» **Work to complete**: Copy out every line of the material below word for word, without changing anything.

start

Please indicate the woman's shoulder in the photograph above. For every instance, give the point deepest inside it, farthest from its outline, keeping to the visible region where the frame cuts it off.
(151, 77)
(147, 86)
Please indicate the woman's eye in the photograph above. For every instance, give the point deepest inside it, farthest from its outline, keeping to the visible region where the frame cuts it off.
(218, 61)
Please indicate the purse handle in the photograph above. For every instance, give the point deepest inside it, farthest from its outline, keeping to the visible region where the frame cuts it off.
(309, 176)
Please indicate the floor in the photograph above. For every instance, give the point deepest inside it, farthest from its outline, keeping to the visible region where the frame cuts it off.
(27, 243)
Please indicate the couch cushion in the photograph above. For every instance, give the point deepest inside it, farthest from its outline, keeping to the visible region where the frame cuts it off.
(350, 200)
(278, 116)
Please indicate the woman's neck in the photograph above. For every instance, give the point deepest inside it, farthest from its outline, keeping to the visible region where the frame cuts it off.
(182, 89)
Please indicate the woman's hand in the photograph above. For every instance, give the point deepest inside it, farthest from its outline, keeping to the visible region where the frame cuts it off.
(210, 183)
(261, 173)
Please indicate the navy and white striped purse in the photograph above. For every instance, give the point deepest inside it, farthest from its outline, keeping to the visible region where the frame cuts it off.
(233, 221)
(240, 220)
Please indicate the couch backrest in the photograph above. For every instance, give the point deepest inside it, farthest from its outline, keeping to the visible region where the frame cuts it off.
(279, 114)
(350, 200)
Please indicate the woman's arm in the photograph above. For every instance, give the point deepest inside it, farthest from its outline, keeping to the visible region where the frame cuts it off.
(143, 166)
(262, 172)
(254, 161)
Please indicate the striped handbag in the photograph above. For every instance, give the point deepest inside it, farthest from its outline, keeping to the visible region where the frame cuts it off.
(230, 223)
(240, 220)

end

» **Exercise answer**:
Please indicate the woman's shoulder in the photograph above. For every instance, give the point deepest inside it, farthest from its outline, keeping to the visible region where the frame cuts it off.
(151, 77)
(147, 86)
Please indicate the woman's eye in the photograph above. For every instance, give the point deepest inside it, farthest from its outline, keeping to the visible region where the frame cuts it off.
(218, 61)
Please indicate the purse handle in the photograph above. For every instance, give the point deepest inside it, farthest from its outline, keeping to the visible region where the frame cuts it off.
(309, 176)
Please indicate the floor in the photograph above. For every instance, give the point deepest inside it, farthest from its outline, keeping to the visible region where the frame cuts it off.
(27, 243)
Please indicate the couch cushion in the photograph above. For every instance, give the point deepest inside it, farthest from its outline, keeping to the visible region where the frame cuts it off.
(350, 200)
(278, 116)
Please indicate the woman's neck in the photograph above. For every instance, give the point deepest inside it, farthest from its outline, keeping to the visible region where the frame cuts it off.
(182, 89)
Please indicate the woman's hand in the photograph above. For every instance, give the point deepest inside it, farthest from its outline, keeping to the visible region where the frame cuts it off.
(210, 183)
(261, 173)
Please indicate the navy and white striped purse in the photograph above. For every instance, give the point deepest inside it, farthest from its outline, keeping to the visible region where the frame cuts it off.
(233, 221)
(240, 220)
Please indicate the couch backrest in the photograph above. For every instance, give the point deepest inside it, farthest from its outline, keeping to the visible region where the frame cuts it off.
(279, 114)
(350, 200)
Please indicate the woman's arm in the photograph above. For every instance, give the point deepest inside it, farthest from its outline, keeping to the visible region where the frame cuts it off.
(143, 166)
(262, 172)
(254, 161)
Please indicate the striped handbag in the photograph above. For every instance, give the point deepest inside it, farthest from its outline, keeping to the visible region where the frame cuts it off.
(230, 223)
(240, 220)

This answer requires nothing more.